### PROBLEM STATEMENT
Please identify every line in the listing below that holds the word "ductwork" and copy each of those lines in full.

## start EXCERPTED DATA

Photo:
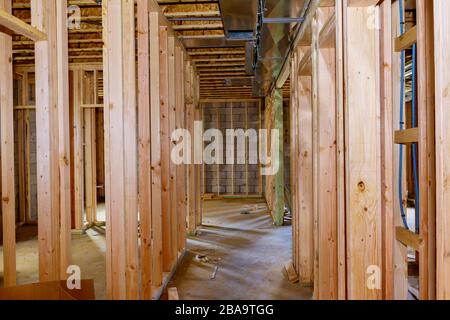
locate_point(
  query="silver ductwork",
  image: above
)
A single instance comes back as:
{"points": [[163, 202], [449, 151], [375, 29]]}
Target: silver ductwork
{"points": [[279, 22], [266, 28]]}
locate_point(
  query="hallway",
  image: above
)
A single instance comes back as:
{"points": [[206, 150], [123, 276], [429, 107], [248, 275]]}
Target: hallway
{"points": [[238, 237]]}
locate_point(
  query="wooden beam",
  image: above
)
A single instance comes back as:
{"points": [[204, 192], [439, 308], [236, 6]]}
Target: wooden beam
{"points": [[442, 78], [78, 174], [325, 165], [279, 203], [155, 111], [16, 25], [44, 18], [400, 258], [145, 178], [363, 164], [181, 170], [62, 61], [122, 264], [427, 154], [165, 149], [406, 40], [172, 127], [409, 238], [408, 136], [8, 196], [387, 147]]}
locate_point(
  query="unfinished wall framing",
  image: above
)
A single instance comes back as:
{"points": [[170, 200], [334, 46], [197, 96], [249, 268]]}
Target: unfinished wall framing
{"points": [[349, 231]]}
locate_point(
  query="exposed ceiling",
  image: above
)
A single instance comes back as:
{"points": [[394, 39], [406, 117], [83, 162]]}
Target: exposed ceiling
{"points": [[236, 54]]}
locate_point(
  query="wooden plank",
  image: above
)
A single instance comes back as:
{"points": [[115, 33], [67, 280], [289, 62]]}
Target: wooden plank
{"points": [[17, 25], [408, 136], [155, 112], [427, 154], [409, 238], [173, 294], [406, 40], [442, 83], [304, 181], [44, 18], [7, 159], [168, 259], [291, 273], [325, 165], [181, 173], [90, 149], [78, 149], [120, 161], [145, 179], [172, 127], [341, 148], [400, 253], [278, 206], [62, 52], [387, 147], [363, 166]]}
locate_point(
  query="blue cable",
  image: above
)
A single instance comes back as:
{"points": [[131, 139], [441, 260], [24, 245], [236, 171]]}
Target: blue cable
{"points": [[402, 124], [414, 146]]}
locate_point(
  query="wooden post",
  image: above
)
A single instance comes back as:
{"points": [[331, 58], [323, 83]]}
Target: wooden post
{"points": [[120, 149], [427, 153], [400, 257], [325, 163], [303, 180], [78, 149], [62, 52], [51, 77], [155, 113], [90, 149], [145, 178], [442, 78], [387, 147], [278, 206], [165, 148], [181, 170], [7, 152], [172, 127], [363, 153]]}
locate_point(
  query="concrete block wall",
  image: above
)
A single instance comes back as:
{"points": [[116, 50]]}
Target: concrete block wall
{"points": [[226, 179]]}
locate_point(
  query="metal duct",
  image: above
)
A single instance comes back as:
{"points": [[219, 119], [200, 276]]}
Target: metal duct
{"points": [[239, 18], [280, 18]]}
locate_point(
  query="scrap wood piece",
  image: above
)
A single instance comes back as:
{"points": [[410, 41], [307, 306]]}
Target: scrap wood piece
{"points": [[214, 274], [291, 273], [173, 294]]}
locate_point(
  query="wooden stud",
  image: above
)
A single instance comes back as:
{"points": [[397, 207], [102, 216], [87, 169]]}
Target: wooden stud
{"points": [[155, 113], [145, 179], [363, 153], [442, 82], [120, 163], [7, 158]]}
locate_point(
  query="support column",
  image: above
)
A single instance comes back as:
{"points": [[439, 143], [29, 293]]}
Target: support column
{"points": [[7, 155], [120, 150], [145, 178], [442, 84], [363, 153], [278, 205], [53, 159]]}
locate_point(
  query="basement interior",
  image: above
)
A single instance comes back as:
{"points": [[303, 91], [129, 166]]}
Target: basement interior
{"points": [[224, 150]]}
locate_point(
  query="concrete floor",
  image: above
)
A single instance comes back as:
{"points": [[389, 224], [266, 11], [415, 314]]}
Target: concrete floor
{"points": [[248, 251]]}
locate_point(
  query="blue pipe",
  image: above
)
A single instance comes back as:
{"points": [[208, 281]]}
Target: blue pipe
{"points": [[402, 123]]}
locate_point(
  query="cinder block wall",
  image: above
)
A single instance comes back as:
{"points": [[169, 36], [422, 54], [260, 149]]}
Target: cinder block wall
{"points": [[237, 179]]}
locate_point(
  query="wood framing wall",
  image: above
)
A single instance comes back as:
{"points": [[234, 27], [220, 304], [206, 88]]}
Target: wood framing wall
{"points": [[237, 179], [349, 238]]}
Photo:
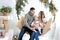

## end EXCERPTED DATA

### RESULT
  query="silver ductwork",
Target: silver ductwork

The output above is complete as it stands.